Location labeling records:
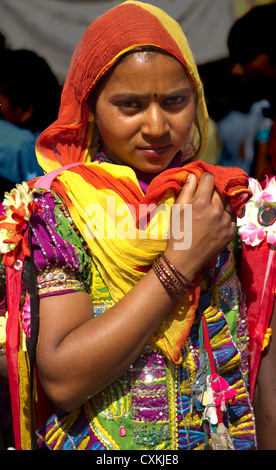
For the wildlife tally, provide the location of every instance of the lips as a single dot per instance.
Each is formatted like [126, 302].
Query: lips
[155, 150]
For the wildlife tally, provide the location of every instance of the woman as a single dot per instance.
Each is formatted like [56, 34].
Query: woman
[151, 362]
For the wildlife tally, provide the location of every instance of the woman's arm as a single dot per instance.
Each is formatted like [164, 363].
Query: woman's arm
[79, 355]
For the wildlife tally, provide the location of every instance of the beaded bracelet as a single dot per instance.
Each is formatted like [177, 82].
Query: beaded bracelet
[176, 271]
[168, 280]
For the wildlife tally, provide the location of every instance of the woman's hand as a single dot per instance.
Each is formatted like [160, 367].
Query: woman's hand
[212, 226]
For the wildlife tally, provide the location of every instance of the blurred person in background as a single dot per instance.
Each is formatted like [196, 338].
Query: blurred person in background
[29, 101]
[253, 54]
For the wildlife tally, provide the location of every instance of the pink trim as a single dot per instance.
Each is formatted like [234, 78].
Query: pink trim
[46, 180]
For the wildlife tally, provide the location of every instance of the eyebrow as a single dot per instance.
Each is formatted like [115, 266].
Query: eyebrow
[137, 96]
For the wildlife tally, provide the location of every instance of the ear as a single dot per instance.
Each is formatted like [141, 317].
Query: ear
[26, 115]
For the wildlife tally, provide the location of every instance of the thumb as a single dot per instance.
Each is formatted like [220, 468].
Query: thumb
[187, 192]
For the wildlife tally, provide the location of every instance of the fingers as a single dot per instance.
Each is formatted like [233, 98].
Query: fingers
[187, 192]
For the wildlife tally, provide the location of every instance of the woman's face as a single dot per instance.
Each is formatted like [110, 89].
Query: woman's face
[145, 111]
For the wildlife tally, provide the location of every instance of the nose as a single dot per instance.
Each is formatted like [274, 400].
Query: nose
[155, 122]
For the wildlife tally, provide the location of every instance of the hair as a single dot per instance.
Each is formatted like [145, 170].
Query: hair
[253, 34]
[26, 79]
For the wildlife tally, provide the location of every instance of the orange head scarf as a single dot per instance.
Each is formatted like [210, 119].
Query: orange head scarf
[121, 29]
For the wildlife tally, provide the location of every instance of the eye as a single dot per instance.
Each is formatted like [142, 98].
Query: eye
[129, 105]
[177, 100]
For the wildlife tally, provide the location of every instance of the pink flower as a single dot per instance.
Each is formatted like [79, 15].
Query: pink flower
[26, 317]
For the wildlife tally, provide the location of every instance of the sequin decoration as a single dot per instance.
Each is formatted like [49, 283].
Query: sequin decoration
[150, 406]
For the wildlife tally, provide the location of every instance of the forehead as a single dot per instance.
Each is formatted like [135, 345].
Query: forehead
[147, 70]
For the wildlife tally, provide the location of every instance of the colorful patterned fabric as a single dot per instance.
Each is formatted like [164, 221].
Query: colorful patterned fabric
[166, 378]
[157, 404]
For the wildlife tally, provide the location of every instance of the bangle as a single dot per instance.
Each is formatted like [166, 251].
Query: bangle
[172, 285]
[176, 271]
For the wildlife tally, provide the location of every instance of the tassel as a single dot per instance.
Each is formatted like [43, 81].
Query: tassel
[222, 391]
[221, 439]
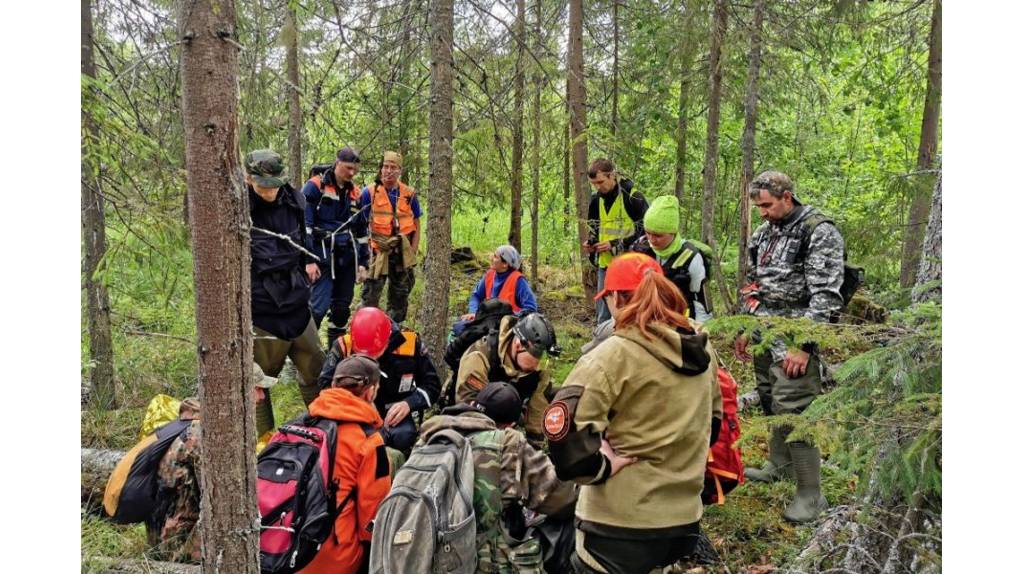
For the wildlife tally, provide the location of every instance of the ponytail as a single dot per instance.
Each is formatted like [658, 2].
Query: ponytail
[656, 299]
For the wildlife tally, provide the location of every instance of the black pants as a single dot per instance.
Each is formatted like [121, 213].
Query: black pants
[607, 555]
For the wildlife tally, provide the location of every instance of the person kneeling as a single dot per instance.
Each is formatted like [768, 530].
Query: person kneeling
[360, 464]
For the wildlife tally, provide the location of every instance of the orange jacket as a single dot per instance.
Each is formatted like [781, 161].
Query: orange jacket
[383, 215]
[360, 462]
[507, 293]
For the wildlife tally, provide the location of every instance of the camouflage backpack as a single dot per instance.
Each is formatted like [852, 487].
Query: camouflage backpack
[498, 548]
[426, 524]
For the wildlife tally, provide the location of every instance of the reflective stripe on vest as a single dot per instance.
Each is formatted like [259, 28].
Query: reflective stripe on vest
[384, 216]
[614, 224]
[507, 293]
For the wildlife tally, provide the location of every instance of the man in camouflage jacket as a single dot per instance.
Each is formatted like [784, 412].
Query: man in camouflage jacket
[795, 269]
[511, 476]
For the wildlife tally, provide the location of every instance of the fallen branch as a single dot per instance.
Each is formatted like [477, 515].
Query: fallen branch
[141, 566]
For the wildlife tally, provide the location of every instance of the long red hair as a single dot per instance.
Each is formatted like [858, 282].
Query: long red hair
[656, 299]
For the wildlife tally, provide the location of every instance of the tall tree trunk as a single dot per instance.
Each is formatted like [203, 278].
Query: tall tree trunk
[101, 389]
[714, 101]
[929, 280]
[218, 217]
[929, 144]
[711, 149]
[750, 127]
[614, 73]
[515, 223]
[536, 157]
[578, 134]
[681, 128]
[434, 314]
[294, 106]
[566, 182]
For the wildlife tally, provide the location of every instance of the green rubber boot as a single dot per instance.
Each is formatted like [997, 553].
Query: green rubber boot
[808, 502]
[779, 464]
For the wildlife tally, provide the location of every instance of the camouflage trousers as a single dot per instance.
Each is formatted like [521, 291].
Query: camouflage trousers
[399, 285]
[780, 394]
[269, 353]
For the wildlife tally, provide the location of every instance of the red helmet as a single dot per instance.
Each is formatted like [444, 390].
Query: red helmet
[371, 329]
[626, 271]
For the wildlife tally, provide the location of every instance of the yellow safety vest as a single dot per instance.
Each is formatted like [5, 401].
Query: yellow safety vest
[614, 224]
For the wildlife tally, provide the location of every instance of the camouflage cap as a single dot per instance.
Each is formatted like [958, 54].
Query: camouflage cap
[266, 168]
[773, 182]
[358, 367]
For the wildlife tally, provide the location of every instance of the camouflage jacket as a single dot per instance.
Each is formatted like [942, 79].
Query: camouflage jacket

● **Given task**
Exactly reproduce the lines beginning with the one that contains "safety vest as a single dot per instance." and ending with the last line of the material, both included. Leave out everything else.

● **Finished task**
For the wildlife tally, provide the location of every instance of the yellow safety vest as a single dot per instance.
Each is formatted like [5, 401].
Query: yellow safety vest
[614, 224]
For the wildlife tally, provide the location of every instance of the camouflage cap as a single dot per instance.
Each is formatted like [958, 54].
Query: camouflage cap
[266, 168]
[773, 182]
[358, 367]
For the wildlife tally, provide the location of every instance of the camouflage jacket as a single dot per instance.
Each is formatted like [942, 79].
Query: camouflage jacket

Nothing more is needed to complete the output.